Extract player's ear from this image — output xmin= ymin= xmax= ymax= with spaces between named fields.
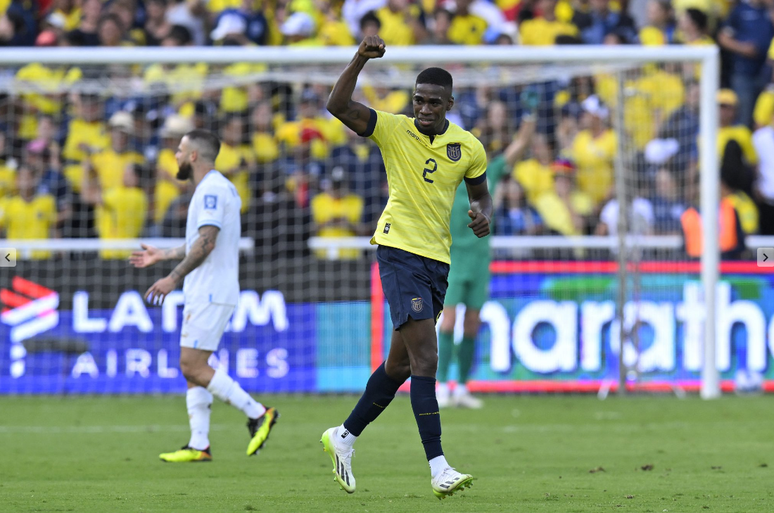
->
xmin=446 ymin=95 xmax=454 ymax=111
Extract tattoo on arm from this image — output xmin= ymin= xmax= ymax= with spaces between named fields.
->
xmin=162 ymin=245 xmax=186 ymax=261
xmin=346 ymin=107 xmax=361 ymax=120
xmin=167 ymin=226 xmax=219 ymax=284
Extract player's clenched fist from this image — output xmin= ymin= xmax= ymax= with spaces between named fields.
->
xmin=358 ymin=36 xmax=386 ymax=59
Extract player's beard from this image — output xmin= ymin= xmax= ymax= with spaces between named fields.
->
xmin=176 ymin=161 xmax=192 ymax=181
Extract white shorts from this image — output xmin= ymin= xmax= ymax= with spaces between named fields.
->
xmin=180 ymin=302 xmax=235 ymax=351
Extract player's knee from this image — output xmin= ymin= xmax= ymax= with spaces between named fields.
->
xmin=385 ymin=358 xmax=411 ymax=382
xmin=179 ymin=356 xmax=204 ymax=383
xmin=411 ymin=352 xmax=438 ymax=376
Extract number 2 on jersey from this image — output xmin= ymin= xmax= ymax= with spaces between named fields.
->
xmin=422 ymin=158 xmax=437 ymax=184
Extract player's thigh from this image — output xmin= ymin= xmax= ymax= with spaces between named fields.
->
xmin=180 ymin=302 xmax=235 ymax=352
xmin=398 ymin=317 xmax=439 ymax=376
xmin=463 ymin=269 xmax=490 ymax=311
xmin=443 ymin=269 xmax=468 ymax=310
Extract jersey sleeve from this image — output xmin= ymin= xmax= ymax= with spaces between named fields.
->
xmin=464 ymin=138 xmax=488 ymax=185
xmin=364 ymin=109 xmax=400 ymax=145
xmin=196 ymin=185 xmax=227 ymax=230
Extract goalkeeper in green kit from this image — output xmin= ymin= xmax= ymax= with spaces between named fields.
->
xmin=436 ymin=90 xmax=538 ymax=408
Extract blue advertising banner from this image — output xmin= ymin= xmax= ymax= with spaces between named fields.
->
xmin=0 ymin=286 xmax=317 ymax=394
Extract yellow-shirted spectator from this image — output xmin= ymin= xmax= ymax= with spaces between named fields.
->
xmin=377 ymin=0 xmax=426 ymax=46
xmin=62 ymin=94 xmax=111 ymax=192
xmin=570 ymin=96 xmax=617 ymax=205
xmin=215 ymin=114 xmax=254 ymax=213
xmin=0 ymin=133 xmax=14 ymax=198
xmin=250 ymin=101 xmax=280 ymax=163
xmin=153 ymin=115 xmax=194 ymax=225
xmin=276 ymin=89 xmax=345 ymax=160
xmin=533 ymin=158 xmax=593 ymax=236
xmin=144 ymin=62 xmax=209 ymax=108
xmin=448 ymin=0 xmax=488 ymax=45
xmin=752 ymin=39 xmax=774 ymax=128
xmin=311 ymin=167 xmax=365 ymax=260
xmin=727 ymin=189 xmax=758 ymax=234
xmin=15 ymin=63 xmax=82 ymax=140
xmin=0 ymin=166 xmax=57 ymax=260
xmin=220 ymin=62 xmax=268 ymax=114
xmin=316 ymin=0 xmax=356 ymax=46
xmin=596 ymin=68 xmax=684 ymax=150
xmin=639 ymin=0 xmax=677 ymax=45
xmin=676 ymin=8 xmax=714 ymax=79
xmin=362 ymin=85 xmax=410 ymax=114
xmin=83 ymin=163 xmax=148 ymax=260
xmin=519 ymin=0 xmax=578 ymax=45
xmin=82 ymin=111 xmax=145 ymax=194
xmin=717 ymin=89 xmax=757 ymax=165
xmin=280 ymin=11 xmax=319 ymax=45
xmin=513 ymin=133 xmax=555 ymax=204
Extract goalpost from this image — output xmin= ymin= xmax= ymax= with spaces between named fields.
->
xmin=0 ymin=46 xmax=721 ymax=397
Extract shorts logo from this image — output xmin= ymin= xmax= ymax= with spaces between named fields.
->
xmin=204 ymin=195 xmax=217 ymax=210
xmin=411 ymin=297 xmax=423 ymax=313
xmin=447 ymin=143 xmax=461 ymax=162
xmin=383 ymin=223 xmax=391 ymax=234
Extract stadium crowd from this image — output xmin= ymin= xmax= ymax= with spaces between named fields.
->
xmin=0 ymin=0 xmax=773 ymax=260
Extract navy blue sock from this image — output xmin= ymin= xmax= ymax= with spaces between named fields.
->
xmin=343 ymin=362 xmax=404 ymax=436
xmin=410 ymin=375 xmax=443 ymax=461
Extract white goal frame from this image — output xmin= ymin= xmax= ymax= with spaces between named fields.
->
xmin=0 ymin=45 xmax=721 ymax=398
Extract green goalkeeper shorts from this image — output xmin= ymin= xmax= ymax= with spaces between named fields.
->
xmin=443 ymin=268 xmax=490 ymax=311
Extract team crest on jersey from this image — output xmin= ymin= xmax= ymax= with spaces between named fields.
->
xmin=204 ymin=195 xmax=217 ymax=209
xmin=411 ymin=297 xmax=424 ymax=313
xmin=447 ymin=143 xmax=461 ymax=162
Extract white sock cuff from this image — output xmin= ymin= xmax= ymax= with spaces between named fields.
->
xmin=207 ymin=368 xmax=235 ymax=401
xmin=186 ymin=386 xmax=213 ymax=407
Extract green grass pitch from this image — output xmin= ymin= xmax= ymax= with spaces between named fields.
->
xmin=1 ymin=394 xmax=773 ymax=512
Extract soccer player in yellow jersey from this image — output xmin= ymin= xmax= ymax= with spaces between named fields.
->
xmin=320 ymin=35 xmax=491 ymax=500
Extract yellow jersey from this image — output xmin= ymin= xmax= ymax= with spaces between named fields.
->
xmin=367 ymin=110 xmax=487 ymax=264
xmin=215 ymin=142 xmax=254 ymax=213
xmin=96 ymin=186 xmax=148 ymax=259
xmin=62 ymin=118 xmax=109 ymax=162
xmin=154 ymin=149 xmax=182 ymax=224
xmin=311 ymin=192 xmax=364 ymax=260
xmin=513 ymin=159 xmax=554 ymax=203
xmin=0 ymin=195 xmax=57 ymax=259
xmin=89 ymin=148 xmax=145 ymax=191
xmin=718 ymin=125 xmax=758 ymax=165
xmin=376 ymin=7 xmax=419 ymax=46
xmin=570 ymin=129 xmax=617 ymax=205
xmin=448 ymin=14 xmax=488 ymax=45
xmin=519 ymin=18 xmax=578 ymax=45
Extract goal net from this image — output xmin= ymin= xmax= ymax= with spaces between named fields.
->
xmin=0 ymin=46 xmax=731 ymax=396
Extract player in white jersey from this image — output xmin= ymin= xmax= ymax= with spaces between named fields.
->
xmin=130 ymin=129 xmax=278 ymax=462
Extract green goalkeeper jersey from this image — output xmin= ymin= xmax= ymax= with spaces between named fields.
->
xmin=448 ymin=154 xmax=509 ymax=279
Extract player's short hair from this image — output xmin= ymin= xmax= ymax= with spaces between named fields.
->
xmin=416 ymin=67 xmax=453 ymax=94
xmin=185 ymin=129 xmax=221 ymax=162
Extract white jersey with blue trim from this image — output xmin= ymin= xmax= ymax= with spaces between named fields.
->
xmin=183 ymin=170 xmax=241 ymax=306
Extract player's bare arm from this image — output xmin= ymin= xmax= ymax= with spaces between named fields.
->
xmin=466 ymin=181 xmax=493 ymax=238
xmin=144 ymin=225 xmax=219 ymax=305
xmin=326 ymin=36 xmax=385 ymax=135
xmin=129 ymin=243 xmax=185 ymax=268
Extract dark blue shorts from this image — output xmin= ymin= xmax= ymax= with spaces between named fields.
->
xmin=377 ymin=245 xmax=450 ymax=330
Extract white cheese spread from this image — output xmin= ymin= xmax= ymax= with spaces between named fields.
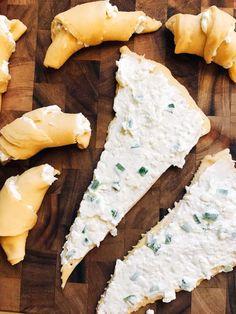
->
xmin=61 ymin=51 xmax=205 ymax=268
xmin=97 ymin=156 xmax=236 ymax=314
xmin=0 ymin=60 xmax=9 ymax=75
xmin=200 ymin=10 xmax=210 ymax=34
xmin=41 ymin=164 xmax=58 ymax=185
xmin=0 ymin=15 xmax=15 ymax=49
xmin=75 ymin=113 xmax=91 ymax=136
xmin=135 ymin=16 xmax=148 ymax=34
xmin=105 ymin=0 xmax=118 ymax=18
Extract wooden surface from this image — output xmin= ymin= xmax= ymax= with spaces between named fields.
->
xmin=0 ymin=0 xmax=235 ymax=313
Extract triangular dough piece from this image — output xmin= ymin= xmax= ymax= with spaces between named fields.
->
xmin=97 ymin=149 xmax=236 ymax=313
xmin=60 ymin=46 xmax=210 ymax=288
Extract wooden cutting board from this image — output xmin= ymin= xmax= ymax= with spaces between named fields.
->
xmin=0 ymin=0 xmax=235 ymax=313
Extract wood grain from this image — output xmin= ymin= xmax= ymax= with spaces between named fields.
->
xmin=0 ymin=0 xmax=235 ymax=313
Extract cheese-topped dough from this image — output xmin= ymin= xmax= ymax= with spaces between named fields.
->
xmin=165 ymin=6 xmax=236 ymax=83
xmin=0 ymin=105 xmax=91 ymax=163
xmin=0 ymin=15 xmax=27 ymax=106
xmin=60 ymin=47 xmax=210 ymax=287
xmin=0 ymin=164 xmax=59 ymax=265
xmin=97 ymin=149 xmax=236 ymax=313
xmin=44 ymin=0 xmax=161 ymax=69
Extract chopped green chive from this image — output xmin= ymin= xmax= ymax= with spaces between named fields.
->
xmin=127 ymin=119 xmax=133 ymax=128
xmin=223 ymin=265 xmax=233 ymax=272
xmin=149 ymin=285 xmax=159 ymax=293
xmin=130 ymin=272 xmax=140 ymax=281
xmin=193 ymin=214 xmax=201 ymax=224
xmin=123 ymin=295 xmax=136 ymax=305
xmin=84 ymin=237 xmax=89 ymax=244
xmin=66 ymin=249 xmax=76 ymax=259
xmin=131 ymin=143 xmax=140 ymax=149
xmin=138 ymin=167 xmax=148 ymax=176
xmin=179 ymin=279 xmax=189 ymax=291
xmin=86 ymin=193 xmax=96 ymax=202
xmin=180 ymin=223 xmax=191 ymax=233
xmin=217 ymin=189 xmax=228 ymax=196
xmin=202 ymin=212 xmax=218 ymax=222
xmin=111 ymin=209 xmax=118 ymax=219
xmin=165 ymin=234 xmax=172 ymax=244
xmin=82 ymin=227 xmax=86 ymax=234
xmin=116 ymin=163 xmax=125 ymax=172
xmin=112 ymin=181 xmax=120 ymax=191
xmin=146 ymin=240 xmax=161 ymax=254
xmin=168 ymin=103 xmax=175 ymax=109
xmin=90 ymin=179 xmax=100 ymax=190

-=-=-=-=-

### YOUR GOAL
Taking the entries above, write out exactly the lines starting with the line containing "Extract wood grain" and going on through the line containing "Extract cheese-topped dough", both included, and nothing else.

### EXPECTED ANSWER
Extract wood grain from this image — output xmin= ymin= xmax= ymax= with spaces between named fields.
->
xmin=0 ymin=0 xmax=235 ymax=313
Extract cheese-topped dough from this image — output xmin= ymin= xmax= ymax= with spaces between named fields.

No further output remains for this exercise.